* START MATERIAL PROVIDED *

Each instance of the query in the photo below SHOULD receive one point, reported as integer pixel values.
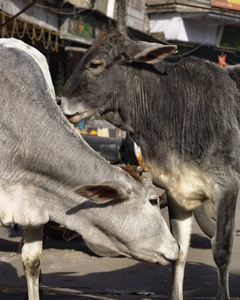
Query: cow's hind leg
(31, 259)
(181, 226)
(226, 199)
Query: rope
(33, 31)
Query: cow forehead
(107, 37)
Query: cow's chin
(74, 119)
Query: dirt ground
(71, 271)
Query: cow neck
(48, 146)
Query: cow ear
(105, 192)
(150, 53)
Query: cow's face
(101, 74)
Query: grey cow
(185, 116)
(48, 172)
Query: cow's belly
(188, 185)
(18, 205)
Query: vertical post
(121, 16)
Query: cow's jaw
(74, 113)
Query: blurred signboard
(83, 29)
(229, 4)
(229, 37)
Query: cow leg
(181, 225)
(31, 259)
(222, 242)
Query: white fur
(35, 54)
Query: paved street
(70, 271)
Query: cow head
(93, 84)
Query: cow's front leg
(181, 225)
(226, 199)
(31, 259)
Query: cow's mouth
(74, 118)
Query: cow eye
(94, 65)
(153, 201)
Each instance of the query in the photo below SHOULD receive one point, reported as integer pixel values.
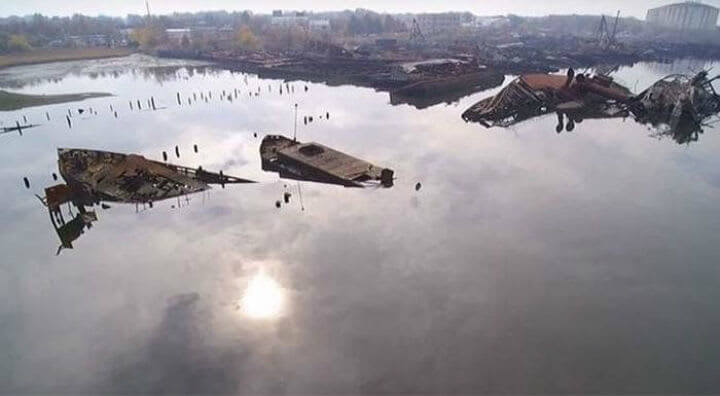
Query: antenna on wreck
(295, 132)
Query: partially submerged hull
(534, 95)
(94, 176)
(678, 105)
(132, 178)
(317, 163)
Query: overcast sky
(482, 7)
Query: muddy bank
(13, 101)
(429, 84)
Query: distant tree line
(22, 33)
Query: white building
(436, 23)
(320, 25)
(690, 15)
(281, 19)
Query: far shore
(38, 56)
(14, 101)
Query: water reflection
(263, 298)
(466, 286)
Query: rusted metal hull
(317, 163)
(130, 178)
(538, 94)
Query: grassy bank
(60, 54)
(12, 101)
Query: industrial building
(690, 15)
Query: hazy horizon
(636, 9)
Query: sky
(481, 7)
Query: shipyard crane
(416, 35)
(605, 37)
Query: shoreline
(42, 56)
(11, 101)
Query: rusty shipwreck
(318, 163)
(93, 177)
(576, 96)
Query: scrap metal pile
(533, 95)
(677, 105)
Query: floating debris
(678, 105)
(533, 95)
(17, 128)
(318, 163)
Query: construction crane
(605, 38)
(416, 35)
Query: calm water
(530, 261)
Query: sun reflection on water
(264, 298)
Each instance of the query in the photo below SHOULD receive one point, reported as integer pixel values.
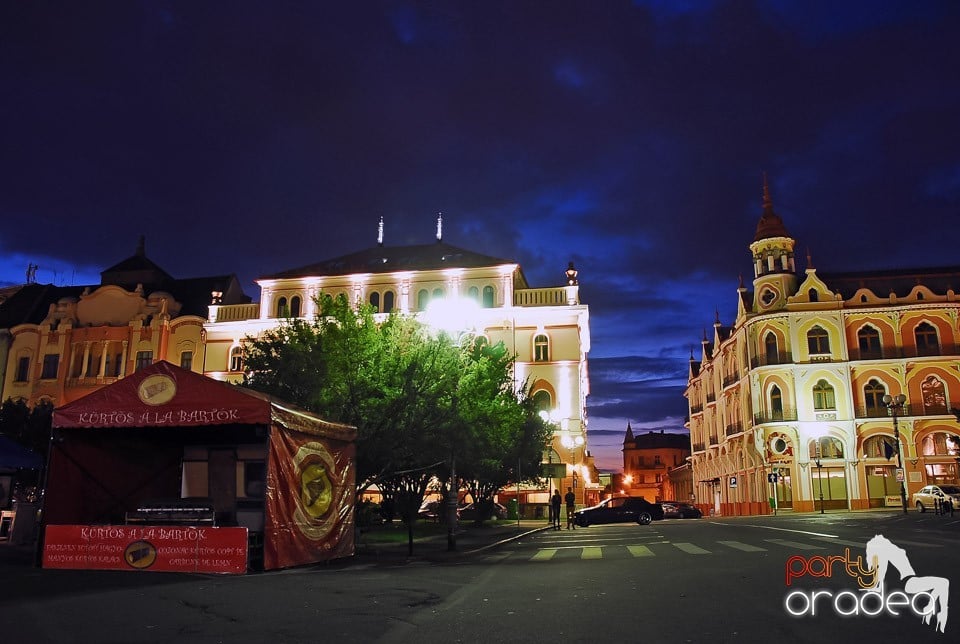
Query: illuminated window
(23, 369)
(236, 359)
(488, 297)
(51, 362)
(818, 341)
(868, 338)
(771, 348)
(823, 396)
(934, 395)
(927, 344)
(542, 400)
(873, 394)
(144, 359)
(776, 403)
(541, 348)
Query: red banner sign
(155, 548)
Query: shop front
(167, 470)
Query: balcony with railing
(774, 416)
(734, 428)
(235, 312)
(767, 360)
(552, 296)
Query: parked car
(927, 496)
(680, 510)
(620, 509)
(468, 512)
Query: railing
(775, 416)
(554, 296)
(237, 312)
(734, 428)
(765, 360)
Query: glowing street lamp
(895, 405)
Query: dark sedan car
(680, 510)
(621, 509)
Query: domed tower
(774, 272)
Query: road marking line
(640, 551)
(766, 527)
(794, 544)
(746, 547)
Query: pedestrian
(571, 500)
(555, 501)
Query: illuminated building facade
(63, 342)
(790, 403)
(546, 328)
(648, 460)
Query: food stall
(168, 470)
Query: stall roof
(164, 395)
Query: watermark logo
(925, 597)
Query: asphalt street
(707, 580)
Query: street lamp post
(895, 405)
(819, 465)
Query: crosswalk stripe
(640, 551)
(746, 547)
(794, 544)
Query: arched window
(236, 359)
(488, 297)
(818, 341)
(542, 400)
(823, 396)
(926, 336)
(873, 393)
(541, 348)
(868, 339)
(776, 403)
(826, 447)
(941, 444)
(934, 395)
(771, 348)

* END MATERIAL PROVIDED *

Present every line of the data above as a numbered list, skipping blank lines and leaving out the pictures.

1. Each instance of the query in the photo below SHOULD receive one point, reported as integer pixel values.
2. Query: cow's hind leg
3. (31, 259)
4. (181, 226)
5. (226, 199)
6. Query: rope
7. (33, 31)
8. Query: cow forehead
9. (107, 37)
10. Query: cow's chin
11. (74, 119)
12. Query: dirt ground
13. (71, 271)
14. Query: cow neck
15. (48, 146)
16. Query: cow ear
17. (105, 192)
18. (150, 53)
19. Query: cow's face
20. (101, 74)
21. Query: grey cow
22. (185, 116)
23. (48, 172)
24. Query: cow's belly
25. (188, 185)
26. (18, 205)
27. Query: vertical post
28. (121, 16)
29. Query: cow's jaw
30. (74, 113)
31. Query: blurred signboard
32. (83, 29)
33. (229, 4)
34. (229, 37)
35. Query: cow leg
36. (181, 225)
37. (31, 259)
38. (222, 242)
39. Query: white fur
40. (35, 54)
41. Query: paved street
42. (70, 271)
43. Query: cow head
44. (93, 84)
45. Query: cow's front leg
46. (181, 225)
47. (226, 199)
48. (31, 259)
49. Query: cow's mouth
50. (74, 118)
51. Query: cow eye
52. (94, 65)
53. (153, 201)
54. Each instance of the query in the photo below SHOULD receive one point, reported as integer pixel values.
55. Query: antenna on wreck
56. (295, 132)
57. Query: partially submerged hull
58. (534, 95)
59. (94, 176)
60. (678, 105)
61. (132, 178)
62. (317, 163)
63. Query: overcast sky
64. (482, 7)
65. Query: muddy bank
66. (13, 101)
67. (429, 84)
68. Query: distant tree line
69. (22, 33)
70. Query: white building
71. (436, 23)
72. (320, 25)
73. (690, 15)
74. (281, 19)
75. Query: far shore
76. (38, 56)
77. (14, 101)
78. Query: water reflection
79. (263, 298)
80. (466, 286)
81. Query: rusted metal hull
82. (317, 163)
83. (130, 178)
84. (538, 94)
85. Query: grassy bank
86. (60, 54)
87. (12, 101)
88. Query: industrial building
89. (690, 15)
90. Query: hazy horizon
91. (636, 9)
92. Query: sky
93. (481, 7)
94. Query: shipyard crane
95. (416, 35)
96. (605, 37)
97. Query: shoreline
98. (42, 56)
99. (11, 101)
100. Query: rusty shipwreck
101. (318, 163)
102. (93, 177)
103. (576, 96)
104. Query: scrap metal pile
105. (533, 95)
106. (677, 105)
107. Query: floating debris
108. (678, 105)
109. (533, 95)
110. (17, 128)
111. (318, 163)
112. Query: construction crane
113. (605, 38)
114. (416, 35)
115. Query: calm water
116. (530, 261)
117. Query: sun reflection on water
118. (264, 298)
119. Each instance of the query in the photo below SHOULD receive one point, reported as integer pixel values.
120. Query: illuminated window
121. (23, 369)
122. (236, 359)
123. (488, 297)
124. (51, 362)
125. (818, 341)
126. (868, 338)
127. (771, 348)
128. (823, 396)
129. (934, 395)
130. (927, 344)
131. (542, 400)
132. (873, 394)
133. (144, 359)
134. (776, 403)
135. (541, 348)
136. Query: red banner sign
137. (155, 548)
138. Query: shop front
139. (167, 470)
140. Query: balcony with railing
141. (774, 416)
142. (734, 428)
143. (235, 312)
144. (767, 360)
145. (552, 296)
146. Query: parked car
147. (927, 496)
148. (680, 510)
149. (620, 509)
150. (468, 512)
151. Query: railing
152. (775, 416)
153. (554, 296)
154. (237, 312)
155. (734, 428)
156. (765, 360)
157. Query: glowing street lamp
158. (895, 405)
159. Query: dark sedan car
160. (680, 510)
161. (621, 509)
162. Query: domed tower
163. (774, 272)
164. Query: road marking line
165. (640, 551)
166. (766, 527)
167. (794, 544)
168. (746, 547)
169. Query: pedestrian
170. (571, 500)
171. (555, 501)
172. Query: illuminated building facade
173. (63, 342)
174. (790, 403)
175. (546, 328)
176. (648, 460)
177. Query: food stall
178. (168, 470)
179. Query: stall roof
180. (164, 395)
181. Query: watermark logo
182. (925, 597)
183. Query: asphalt street
184. (707, 580)
185. Query: street lamp post
186. (895, 405)
187. (819, 465)
188. Query: crosswalk stripe
189. (640, 551)
190. (746, 547)
191. (794, 544)
192. Query: arched window
193. (236, 359)
194. (488, 297)
195. (818, 341)
196. (542, 400)
197. (823, 396)
198. (926, 336)
199. (873, 393)
200. (541, 348)
201. (868, 339)
202. (776, 403)
203. (826, 447)
204. (941, 444)
205. (934, 395)
206. (771, 348)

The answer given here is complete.